The records below hold a stretch from the line with "Where can you see the car windshield?" through the line with "Where can you see the metal fence"; return exactly those lines, ends included, and nothing more.

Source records
◆ ◆ ◆ ◆ ◆

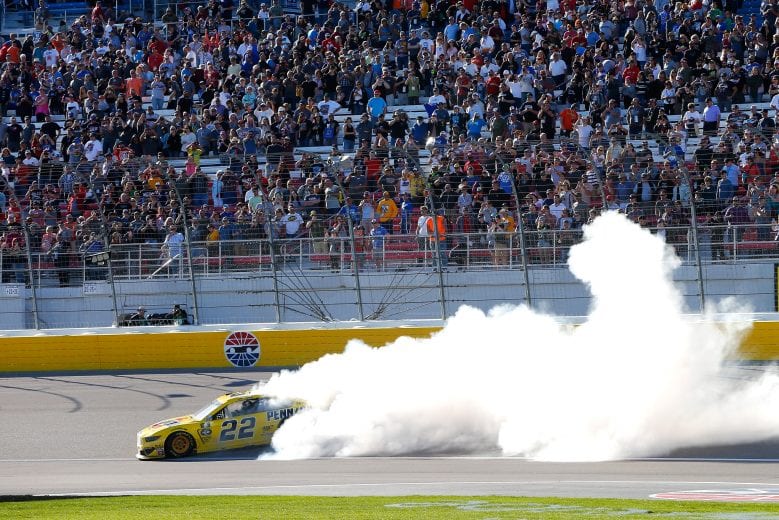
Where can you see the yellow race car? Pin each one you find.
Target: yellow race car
(231, 421)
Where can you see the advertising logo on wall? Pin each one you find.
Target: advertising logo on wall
(242, 349)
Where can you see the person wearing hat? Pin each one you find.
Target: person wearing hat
(386, 212)
(376, 106)
(138, 318)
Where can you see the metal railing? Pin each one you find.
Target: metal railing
(290, 277)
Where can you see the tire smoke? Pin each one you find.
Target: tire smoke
(636, 378)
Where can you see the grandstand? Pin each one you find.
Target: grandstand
(522, 206)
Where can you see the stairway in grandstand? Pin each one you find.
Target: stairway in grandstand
(20, 21)
(749, 8)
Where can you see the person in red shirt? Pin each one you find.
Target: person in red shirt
(331, 43)
(97, 13)
(372, 169)
(157, 44)
(568, 119)
(134, 85)
(463, 85)
(492, 85)
(154, 60)
(631, 73)
(473, 162)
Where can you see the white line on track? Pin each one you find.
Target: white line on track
(227, 490)
(68, 460)
(460, 457)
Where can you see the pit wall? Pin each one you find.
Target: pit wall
(239, 347)
(187, 347)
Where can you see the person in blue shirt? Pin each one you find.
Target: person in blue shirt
(350, 211)
(452, 31)
(725, 189)
(420, 130)
(474, 126)
(377, 106)
(378, 232)
(406, 211)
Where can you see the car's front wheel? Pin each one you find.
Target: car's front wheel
(179, 444)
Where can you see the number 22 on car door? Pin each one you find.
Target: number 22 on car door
(239, 426)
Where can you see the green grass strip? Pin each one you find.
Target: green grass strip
(385, 508)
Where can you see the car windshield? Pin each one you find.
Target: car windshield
(208, 410)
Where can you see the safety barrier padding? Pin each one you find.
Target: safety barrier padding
(182, 350)
(138, 350)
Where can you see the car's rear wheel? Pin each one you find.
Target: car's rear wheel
(179, 444)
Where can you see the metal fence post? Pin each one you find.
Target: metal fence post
(522, 245)
(28, 252)
(355, 263)
(696, 241)
(437, 249)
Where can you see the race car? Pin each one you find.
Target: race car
(231, 421)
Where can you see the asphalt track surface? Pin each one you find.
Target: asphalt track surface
(75, 434)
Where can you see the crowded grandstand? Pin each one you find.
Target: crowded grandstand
(398, 133)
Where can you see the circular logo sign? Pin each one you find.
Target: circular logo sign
(242, 349)
(722, 495)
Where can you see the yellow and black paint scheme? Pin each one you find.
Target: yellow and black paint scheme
(235, 420)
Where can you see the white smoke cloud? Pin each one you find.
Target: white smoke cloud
(637, 378)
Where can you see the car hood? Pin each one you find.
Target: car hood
(164, 425)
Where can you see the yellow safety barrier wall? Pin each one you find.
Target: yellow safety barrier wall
(761, 342)
(165, 350)
(239, 348)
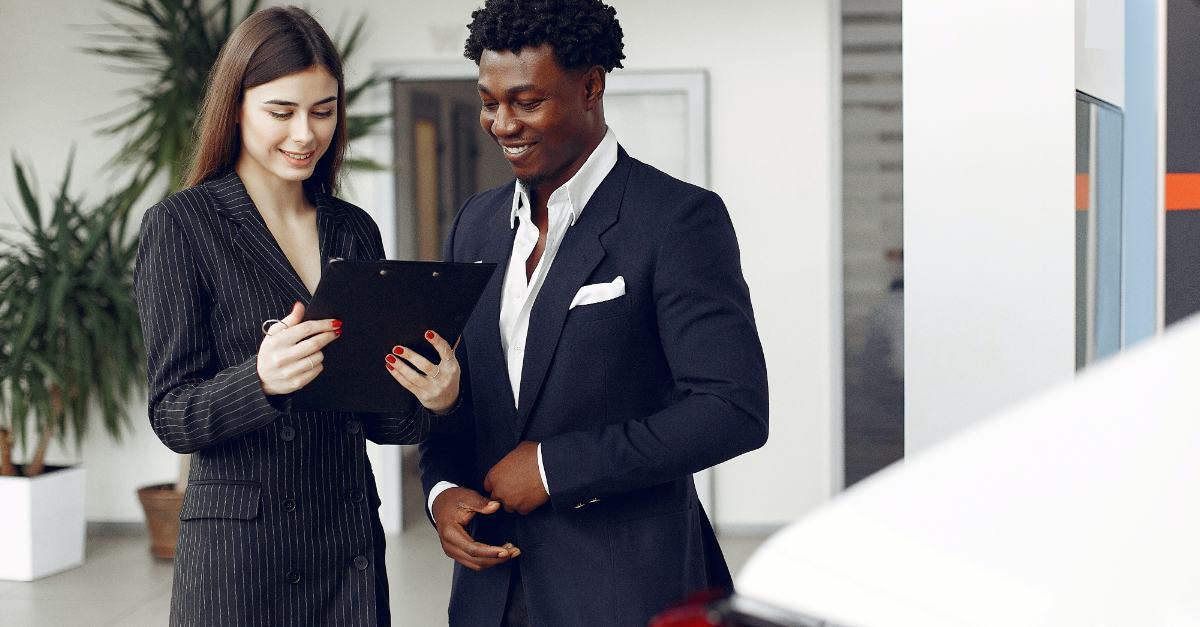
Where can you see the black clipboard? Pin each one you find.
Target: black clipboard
(383, 304)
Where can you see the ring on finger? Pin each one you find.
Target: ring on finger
(269, 323)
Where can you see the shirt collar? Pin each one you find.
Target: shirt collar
(581, 186)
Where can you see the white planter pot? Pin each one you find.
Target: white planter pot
(42, 525)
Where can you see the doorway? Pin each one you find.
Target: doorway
(443, 157)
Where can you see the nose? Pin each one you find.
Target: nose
(503, 123)
(301, 130)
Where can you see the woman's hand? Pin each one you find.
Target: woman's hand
(289, 356)
(436, 384)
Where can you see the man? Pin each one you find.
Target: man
(612, 354)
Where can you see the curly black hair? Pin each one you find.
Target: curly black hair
(582, 33)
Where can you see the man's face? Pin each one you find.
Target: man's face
(538, 113)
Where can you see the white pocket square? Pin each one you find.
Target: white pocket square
(594, 293)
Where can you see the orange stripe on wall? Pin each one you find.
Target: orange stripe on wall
(1182, 191)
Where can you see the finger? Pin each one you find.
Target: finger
(295, 316)
(460, 545)
(405, 375)
(415, 360)
(439, 345)
(311, 345)
(306, 377)
(474, 563)
(311, 328)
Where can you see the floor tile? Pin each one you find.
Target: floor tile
(141, 575)
(154, 613)
(66, 611)
(121, 585)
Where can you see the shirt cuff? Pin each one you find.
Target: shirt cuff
(541, 470)
(433, 496)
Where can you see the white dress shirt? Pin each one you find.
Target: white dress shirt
(563, 209)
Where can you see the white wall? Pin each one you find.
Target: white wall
(989, 220)
(772, 137)
(1099, 49)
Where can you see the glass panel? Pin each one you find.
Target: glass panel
(1098, 230)
(652, 126)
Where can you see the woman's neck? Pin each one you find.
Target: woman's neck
(271, 195)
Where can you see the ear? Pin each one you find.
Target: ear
(593, 87)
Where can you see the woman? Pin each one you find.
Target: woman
(280, 523)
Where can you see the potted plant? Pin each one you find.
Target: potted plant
(175, 43)
(70, 344)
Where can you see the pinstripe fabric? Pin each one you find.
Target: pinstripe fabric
(280, 520)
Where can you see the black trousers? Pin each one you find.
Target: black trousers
(516, 613)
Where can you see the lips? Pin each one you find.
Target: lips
(516, 151)
(298, 159)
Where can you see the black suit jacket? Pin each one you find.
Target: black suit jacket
(628, 398)
(280, 520)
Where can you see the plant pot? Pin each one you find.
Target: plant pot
(42, 524)
(162, 505)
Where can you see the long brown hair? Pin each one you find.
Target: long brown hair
(271, 43)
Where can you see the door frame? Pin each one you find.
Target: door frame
(391, 193)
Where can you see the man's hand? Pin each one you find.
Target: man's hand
(516, 482)
(453, 509)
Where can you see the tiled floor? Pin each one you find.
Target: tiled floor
(121, 585)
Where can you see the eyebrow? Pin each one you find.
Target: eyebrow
(286, 103)
(516, 89)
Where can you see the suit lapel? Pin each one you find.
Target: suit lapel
(487, 352)
(336, 240)
(577, 257)
(259, 245)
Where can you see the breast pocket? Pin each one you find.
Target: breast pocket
(605, 309)
(231, 501)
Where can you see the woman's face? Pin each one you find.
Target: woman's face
(287, 125)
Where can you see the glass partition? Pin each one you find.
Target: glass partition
(1098, 230)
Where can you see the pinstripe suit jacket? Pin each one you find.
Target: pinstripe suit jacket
(280, 521)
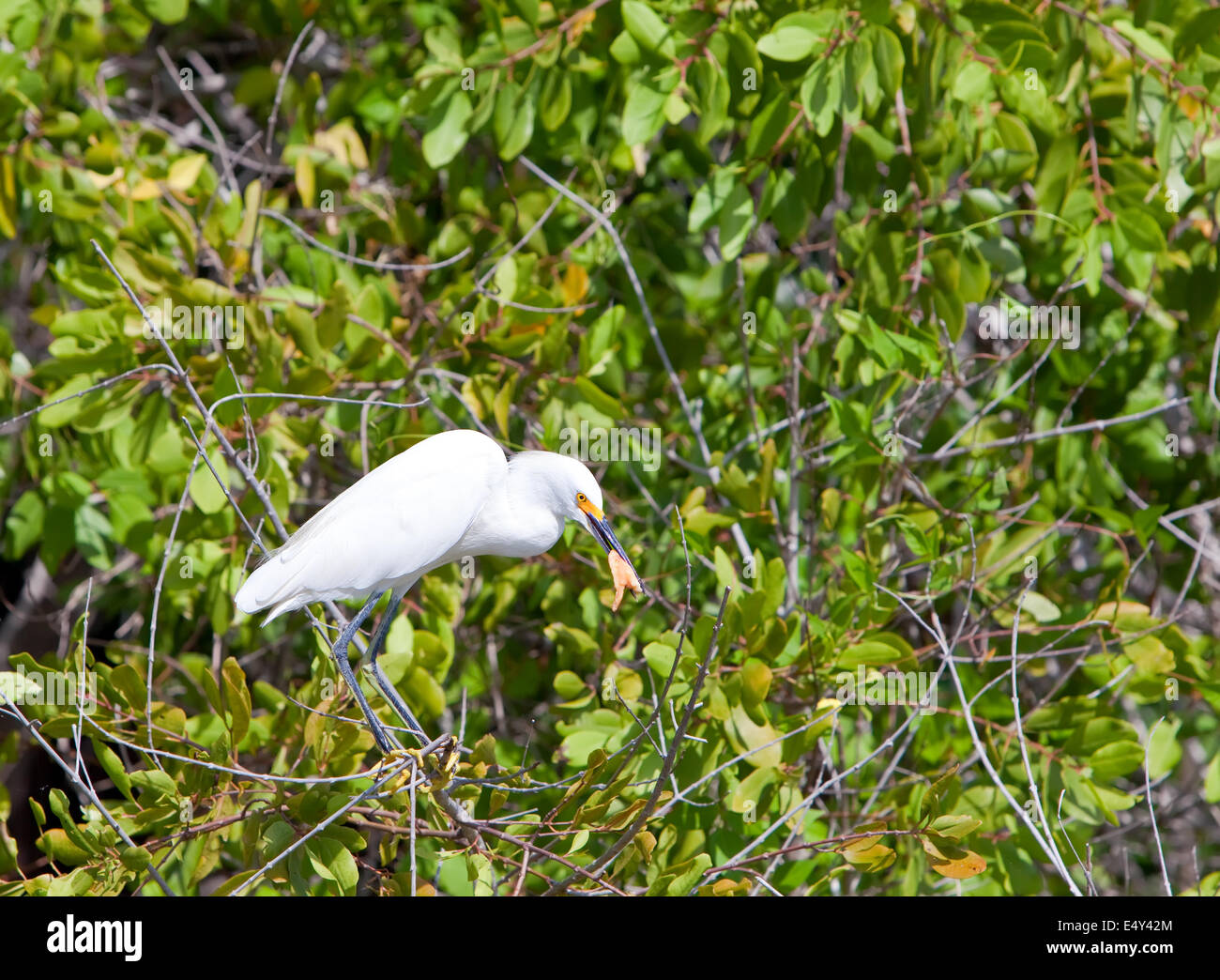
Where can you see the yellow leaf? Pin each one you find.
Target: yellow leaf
(8, 198)
(252, 203)
(576, 284)
(305, 179)
(184, 171)
(951, 861)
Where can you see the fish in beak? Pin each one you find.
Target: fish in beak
(621, 570)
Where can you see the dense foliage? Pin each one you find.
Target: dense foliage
(780, 263)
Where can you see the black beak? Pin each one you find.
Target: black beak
(601, 528)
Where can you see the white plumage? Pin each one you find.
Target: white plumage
(450, 496)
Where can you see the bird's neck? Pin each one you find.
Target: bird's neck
(516, 521)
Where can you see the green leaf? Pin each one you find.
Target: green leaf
(444, 132)
(649, 31)
(645, 113)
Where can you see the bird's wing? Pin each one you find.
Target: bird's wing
(390, 525)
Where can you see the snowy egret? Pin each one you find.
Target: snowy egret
(448, 497)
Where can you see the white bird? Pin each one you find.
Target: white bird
(450, 497)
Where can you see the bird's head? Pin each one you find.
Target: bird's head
(573, 493)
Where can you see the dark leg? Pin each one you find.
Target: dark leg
(383, 683)
(341, 659)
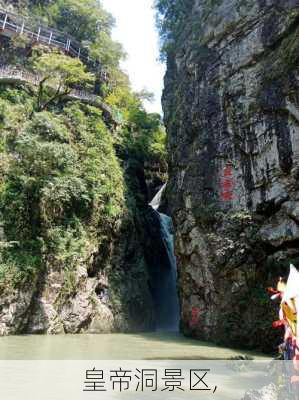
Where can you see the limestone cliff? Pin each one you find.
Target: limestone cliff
(232, 113)
(71, 255)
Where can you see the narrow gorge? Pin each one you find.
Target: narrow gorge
(111, 224)
(231, 111)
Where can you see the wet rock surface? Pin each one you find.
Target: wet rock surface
(231, 109)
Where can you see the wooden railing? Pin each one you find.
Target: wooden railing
(15, 74)
(36, 31)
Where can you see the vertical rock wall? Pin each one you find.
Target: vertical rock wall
(231, 104)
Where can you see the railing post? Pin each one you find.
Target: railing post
(4, 22)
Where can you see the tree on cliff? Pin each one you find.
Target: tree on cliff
(59, 75)
(171, 20)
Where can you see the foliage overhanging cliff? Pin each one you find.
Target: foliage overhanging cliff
(71, 255)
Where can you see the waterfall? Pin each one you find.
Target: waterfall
(165, 279)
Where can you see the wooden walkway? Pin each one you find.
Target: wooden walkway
(12, 25)
(12, 74)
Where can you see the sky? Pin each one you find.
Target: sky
(135, 30)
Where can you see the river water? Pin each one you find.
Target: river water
(146, 346)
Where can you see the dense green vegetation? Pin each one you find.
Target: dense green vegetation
(62, 186)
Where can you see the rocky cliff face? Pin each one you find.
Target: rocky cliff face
(107, 292)
(232, 113)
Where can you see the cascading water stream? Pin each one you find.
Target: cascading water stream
(165, 294)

◆ ◆ ◆ ◆ ◆

▸ Solved problem:
Where can you see the car windshield? Pin each one you find.
Target: car windshield
(208, 410)
Where can you see the safety barrier padding? Pin each one you find.
Target: safety barrier padding
(182, 350)
(138, 350)
Where can you see the car's rear wheel? Pin each one you find.
Target: car's rear wheel
(179, 444)
Where can you see the metal fence post? Pin each one you find.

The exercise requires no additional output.